→ **Task objective**: Recast the rows below as a two-column CSV with the header text,points and one line for each row. Put the row's wording in the text column and every coordinate pair that goes with it in the points column, each field in double quotes with line breaks turned into spaces.

→ **Recorded information**:
====

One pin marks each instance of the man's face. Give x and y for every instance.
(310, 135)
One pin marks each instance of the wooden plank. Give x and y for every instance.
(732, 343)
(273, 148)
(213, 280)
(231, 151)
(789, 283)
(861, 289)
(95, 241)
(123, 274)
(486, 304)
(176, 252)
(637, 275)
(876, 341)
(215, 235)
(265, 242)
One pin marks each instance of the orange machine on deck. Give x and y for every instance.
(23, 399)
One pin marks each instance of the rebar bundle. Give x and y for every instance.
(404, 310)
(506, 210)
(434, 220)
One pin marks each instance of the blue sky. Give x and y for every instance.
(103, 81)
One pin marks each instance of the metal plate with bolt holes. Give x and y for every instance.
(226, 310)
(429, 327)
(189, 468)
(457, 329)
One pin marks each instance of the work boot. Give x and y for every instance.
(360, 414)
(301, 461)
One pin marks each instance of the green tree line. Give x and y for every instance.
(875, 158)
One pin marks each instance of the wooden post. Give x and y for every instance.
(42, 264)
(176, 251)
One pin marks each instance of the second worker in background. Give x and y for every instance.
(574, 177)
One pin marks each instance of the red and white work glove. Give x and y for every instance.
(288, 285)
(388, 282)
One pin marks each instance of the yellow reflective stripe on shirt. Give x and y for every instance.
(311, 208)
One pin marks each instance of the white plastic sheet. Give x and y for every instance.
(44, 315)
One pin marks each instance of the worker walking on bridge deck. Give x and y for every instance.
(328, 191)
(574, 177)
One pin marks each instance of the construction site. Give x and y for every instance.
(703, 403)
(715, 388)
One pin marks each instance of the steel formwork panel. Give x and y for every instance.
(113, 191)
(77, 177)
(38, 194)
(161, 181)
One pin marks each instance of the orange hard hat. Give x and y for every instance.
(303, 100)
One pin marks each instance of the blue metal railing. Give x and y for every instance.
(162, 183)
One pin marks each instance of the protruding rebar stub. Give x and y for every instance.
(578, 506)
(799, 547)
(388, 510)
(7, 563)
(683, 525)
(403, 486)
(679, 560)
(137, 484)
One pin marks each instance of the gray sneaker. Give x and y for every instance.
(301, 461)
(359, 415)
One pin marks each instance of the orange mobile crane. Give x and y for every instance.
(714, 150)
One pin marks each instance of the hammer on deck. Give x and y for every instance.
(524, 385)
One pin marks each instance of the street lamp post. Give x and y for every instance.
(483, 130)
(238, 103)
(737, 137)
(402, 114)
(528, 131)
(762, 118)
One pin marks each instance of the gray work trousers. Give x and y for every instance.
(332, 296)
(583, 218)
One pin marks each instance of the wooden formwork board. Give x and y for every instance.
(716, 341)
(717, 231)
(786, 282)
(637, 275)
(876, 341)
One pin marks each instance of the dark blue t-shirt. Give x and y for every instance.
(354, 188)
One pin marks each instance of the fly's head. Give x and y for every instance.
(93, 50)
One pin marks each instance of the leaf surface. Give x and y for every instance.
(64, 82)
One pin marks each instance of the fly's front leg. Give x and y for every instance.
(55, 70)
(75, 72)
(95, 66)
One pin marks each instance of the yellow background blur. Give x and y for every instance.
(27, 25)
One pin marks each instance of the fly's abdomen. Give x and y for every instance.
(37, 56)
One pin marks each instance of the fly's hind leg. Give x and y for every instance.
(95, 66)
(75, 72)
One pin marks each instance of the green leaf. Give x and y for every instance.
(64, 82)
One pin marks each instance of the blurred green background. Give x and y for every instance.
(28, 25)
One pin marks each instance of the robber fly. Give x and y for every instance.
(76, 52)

====

→ **Solution for this problem**:
text,points
"One pin marks each instance of the man's face. Give x and y for every instance.","(310, 135)"
"One pin marks each instance of the wooden plank. Give x and y for every instance.","(732, 343) (273, 148) (213, 280) (231, 151) (789, 283) (861, 289) (95, 241) (123, 274) (486, 304) (176, 252) (637, 275) (876, 341) (215, 235) (265, 242)"
"One pin marks each instance of the orange machine on deck. Give x and y for every instance.","(23, 399)"
"One pin marks each instance of the rebar bundle. Give x and y for every instance.","(404, 310) (506, 210) (434, 220)"
"One pin marks each instance of the blue sky. Give x and y for every instance.","(103, 81)"
"One pin marks each instance of the metal plate with bolt holes. Give x and y for every instance.","(226, 310) (429, 327) (189, 468) (457, 329)"
"One pin marks each instance of the work boot. Give x and y for every instance.","(360, 414) (301, 461)"
"One pin marks each instance of the green tree line. Give x and y for every instance.","(875, 158)"
"One pin marks each instance of the wooden post. Give x and y for every instance.","(42, 264) (176, 251)"
"One pin marks each instance of the second worker in background. Give x and y for every instance.","(574, 177)"
"One pin marks each instance of the red and white work glove. Give x and y for every instance.","(288, 285) (388, 282)"
"One pin marks each instance of the yellow reflective stripe on shirt. Give x and y for every instance.","(311, 208)"
"One pin marks each instance of the white plastic sheet. Give x and y for every instance.","(44, 315)"
"One pin marks each instance of the worker walking on bridge deck. Give x and y for every instance.","(328, 191) (574, 177)"
"One pin marks each instance of the construction site. Give x and y for every instance.","(703, 403) (715, 388)"
"One pin marks each instance of the steel formwork panel. Give x and y for every instance.","(113, 191) (77, 177) (38, 194) (161, 181)"
"One pin marks each instance of the orange hard hat. Give x and y for every instance.","(303, 100)"
"One pin marks each instance of the blue metal railing. Give x and y for every instance.","(162, 183)"
"One pin marks each instance of the protruding rebar stub. Give x and y for every instance.","(578, 506) (799, 547) (388, 510) (7, 563) (683, 525) (403, 486) (679, 560) (137, 484)"
"One pin marks each instance of the gray sneaker. Give x and y for every instance.","(301, 461) (359, 415)"
"One pin marks each instance of the orange mobile crane. Give x and y for every instance.","(714, 150)"
"One pin marks each instance of the hammer on deck. Give x and y for every instance.","(524, 385)"
"One pin marks each instance of the street lamp post. Give x and y for every instance.","(483, 130) (238, 103) (737, 137) (402, 114) (528, 131) (762, 118)"
"One pin marks each instance of the gray work trousers. Give x and y for every instance.","(332, 296) (583, 218)"
"One pin marks each instance of the wooden formwork board. Give x and y for every instance.","(716, 341) (717, 231) (786, 282) (637, 275) (876, 341)"
"One pin marks each instance of the dark blue t-shirt. Give x and y for every instance.","(354, 188)"
"One pin marks each instance of the fly's head. Give x and y for every instance.","(93, 50)"
"One pin marks each instance of the leaf surface. Give x and y for every instance.","(64, 82)"
"One pin marks each instance of the fly's front leg. Give x and y for every instance.","(55, 70) (75, 72) (95, 66)"
"One pin marks each instance of the yellow background blur. Give x and y for every instance.","(27, 25)"
"One pin marks each instance of the fly's abdomen. Give x and y for every instance.","(37, 56)"
"One pin marks each instance of the fly's hind leg. Give x and y for every instance.","(95, 66) (75, 72)"
"One pin marks each instance of the green leaf. Give x and y for every instance.","(64, 82)"
"One pin marks each instance of the blurred green background. Give x and y for every instance.","(28, 25)"
"One pin marks each instance of the robber fly. Give x and y for every instance.","(76, 52)"